• **Page extract**

____

Tuesday, January 26, 2010

BHALO THEKO THAKUMA... FARE THEE WELL GRANDMA

CONTINUED FROM MY LAST POST.........

my mother had lost her father when she was very young and my grandmother, a formidable woman, had brought up her four daughters on her job of a nurse. it is not just a commendable effort but also a herculean task as any single mother will attest. the fact that all her daughters grew up to be the women they are today are a testimony to her fortitude and hard work. my mother was the second of the four sisters and the most brilliant of the lot. she was not just good in her studies, but also an accomplished actor and performer. she could well have gone on to the stage were it not for the fact that she just didn't have the drive for it. today when i pride myself in taking part in quite a few stage performances in my time, i know its my mother's genes that i am carrying. people who she dominated in stage competitions and performances in her days in school and college are household names in bengal today, and i sometimes feel that were she born today, she might have gone on to grace the silver screen. she had the sweet beauty of the innocent bengali woman that has all the film industries of the country in a thrall today. in fact, i think that my dad had made quite a catch in her when he married her. she was an eloquent speaker and a great performer, one who has been praised by the likes of Rudra Praasd Bannerjee. today, when i see the likes of Kajal Sur and others rue the fact that she never went on the stage i feel inclined to force her to take up her vocation again. but the fact is, its too late. she had sacrificed her career and her vocation for her children.

____

• **Records shown**
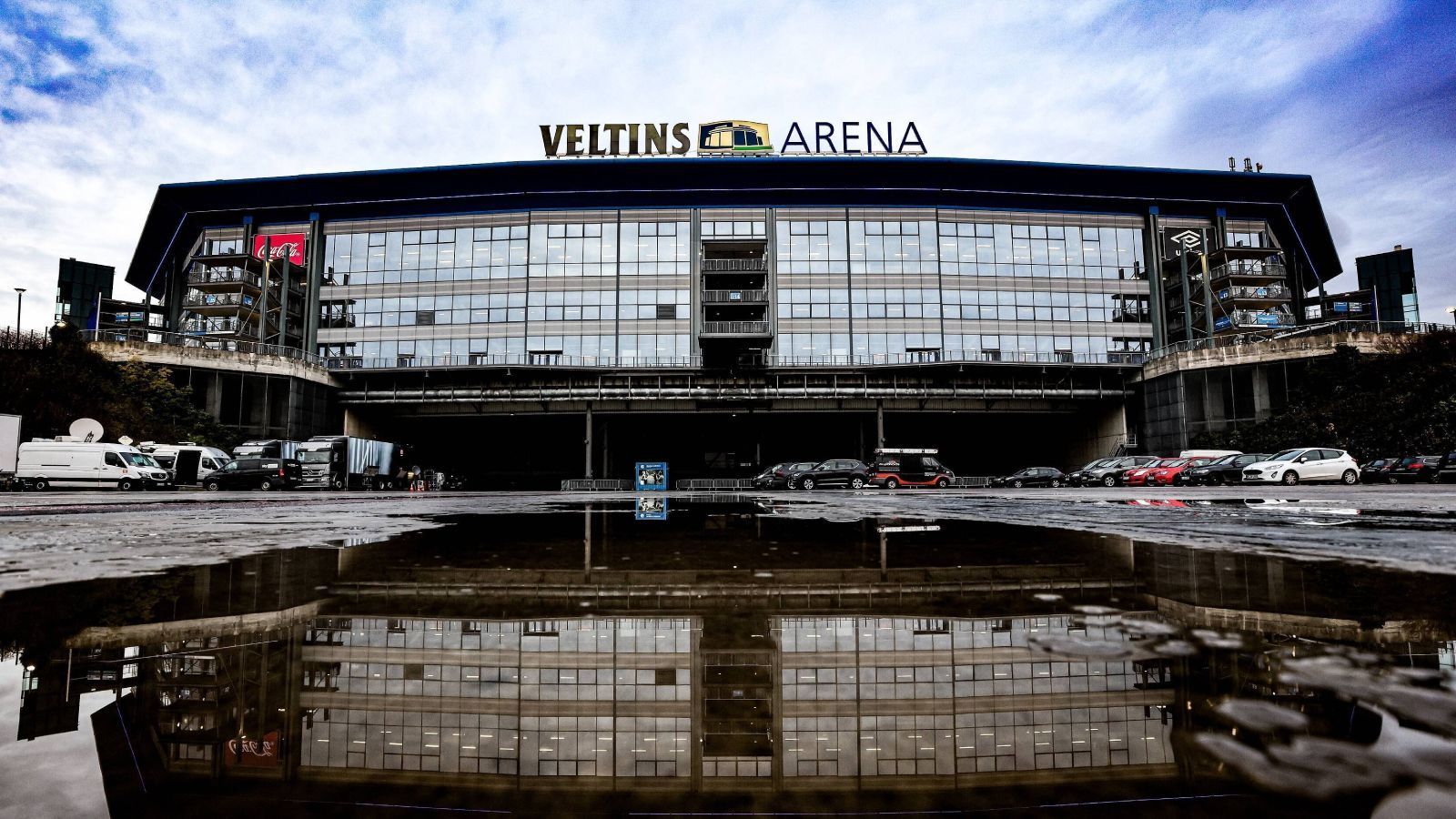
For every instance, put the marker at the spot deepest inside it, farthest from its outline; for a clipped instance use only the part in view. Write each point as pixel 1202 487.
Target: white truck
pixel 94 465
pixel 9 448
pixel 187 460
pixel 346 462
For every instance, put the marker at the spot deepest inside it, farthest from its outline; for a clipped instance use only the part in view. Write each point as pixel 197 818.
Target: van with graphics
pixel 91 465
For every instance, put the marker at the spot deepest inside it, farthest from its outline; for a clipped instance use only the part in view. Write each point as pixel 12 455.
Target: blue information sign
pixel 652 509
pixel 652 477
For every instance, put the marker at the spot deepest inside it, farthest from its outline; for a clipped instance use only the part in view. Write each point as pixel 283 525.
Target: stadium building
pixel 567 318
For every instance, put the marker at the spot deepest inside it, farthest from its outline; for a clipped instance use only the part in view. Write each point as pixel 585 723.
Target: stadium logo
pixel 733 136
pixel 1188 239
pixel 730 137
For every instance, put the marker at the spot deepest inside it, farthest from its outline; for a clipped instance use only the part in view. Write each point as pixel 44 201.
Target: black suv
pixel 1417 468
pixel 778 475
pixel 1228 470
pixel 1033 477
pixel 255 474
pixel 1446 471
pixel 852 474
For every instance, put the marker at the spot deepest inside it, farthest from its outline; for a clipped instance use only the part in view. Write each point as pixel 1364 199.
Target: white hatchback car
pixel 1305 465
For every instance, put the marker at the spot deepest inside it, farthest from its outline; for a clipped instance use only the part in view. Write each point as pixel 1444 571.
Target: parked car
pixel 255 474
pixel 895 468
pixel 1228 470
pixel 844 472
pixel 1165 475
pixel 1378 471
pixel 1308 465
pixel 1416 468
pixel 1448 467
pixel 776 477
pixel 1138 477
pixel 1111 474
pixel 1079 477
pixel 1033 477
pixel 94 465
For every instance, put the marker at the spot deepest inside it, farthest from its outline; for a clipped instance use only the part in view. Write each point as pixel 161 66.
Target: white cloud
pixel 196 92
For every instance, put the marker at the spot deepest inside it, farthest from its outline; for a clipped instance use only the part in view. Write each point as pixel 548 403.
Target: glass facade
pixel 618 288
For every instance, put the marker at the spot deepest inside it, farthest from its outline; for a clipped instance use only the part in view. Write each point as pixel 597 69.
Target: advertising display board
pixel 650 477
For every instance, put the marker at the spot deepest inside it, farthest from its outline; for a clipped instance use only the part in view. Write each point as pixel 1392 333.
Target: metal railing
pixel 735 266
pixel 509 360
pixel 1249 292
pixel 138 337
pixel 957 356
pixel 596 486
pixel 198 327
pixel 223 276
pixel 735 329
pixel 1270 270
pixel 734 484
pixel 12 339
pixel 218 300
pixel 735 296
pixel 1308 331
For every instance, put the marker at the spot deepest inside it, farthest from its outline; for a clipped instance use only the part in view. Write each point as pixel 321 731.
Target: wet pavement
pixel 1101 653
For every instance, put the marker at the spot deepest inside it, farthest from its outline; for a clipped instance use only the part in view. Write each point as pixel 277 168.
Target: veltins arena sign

____

• **Study questions**
[A] List every relative of the writer's mother that the blog post about her mentions.
[B] Using the blog post about the writer's mother, decide whether each statement agrees with it: (i) The mother was the eldest of four sisters. (ii) The grandmother supported her daughters by working as a nurse. (iii) The writer believes the mother can still return to the stage. Answer yes or no for each, and quote the words that decide it.
[C] Continue the blog post about the writer's mother from the point where it stops.
The listing after the blog post comes from a different source.

• **Written responses**
[A] Her father, her mother (the writer's grandmother), her sisters, her husband (the writer's dad), and her children.

[B]
(i) No: "my mother was the second of the four sisters"
(ii) Yes: "brought up her four daughters on her job of a nurse"
(iii) No: "but the fact is, its too late."

[C]
my mother didn't go down well with my grandfather. he was a man who never gave an inch, and the fact that my father had married without his consent was unacceptable to him. the rift between my dad and my grandpa was quite evident every time they met. my father had left home because his political ideals never met any favour with my grandfather. yet, it was my grandma who suffered the most in the bargain. she had lost the son who was closest to her and took most care of her. my father the eighth out of nine children. they were five sisters and four brothers. my father being so much younger to his eldest brother was rather the baby of the house. yet, he always held his own in a house with a myriad tensions. it was he who took care of his mother and when he left it was quite a blow to the soft spoken woman. every time when my father returned home, i have seen the joy in her eyes. although, she never said much, it was quite evident that she loved him a lot. after my grandpa's death, she never grieved very loudly. yet, i have seen how sorrow can make a woman go weak. they were an odd couple to start with- she hardly educated and he the same. she preferred to keep quiet and let problems blow away, he preferred to take every problem by the horn. she was considerate and pragmatic, he was tempestuous and hardly pragmatic. he squandered away all his wealth and distributed everything he had among his sons much before he died. the next thing he knew was that all he was left with was his house and no one to take care of him in his old age. ironically, it was his two youngest sons, whom he had ignored in his donation of wealth, who came forward to take care of him.

TO BE CONTINUED...........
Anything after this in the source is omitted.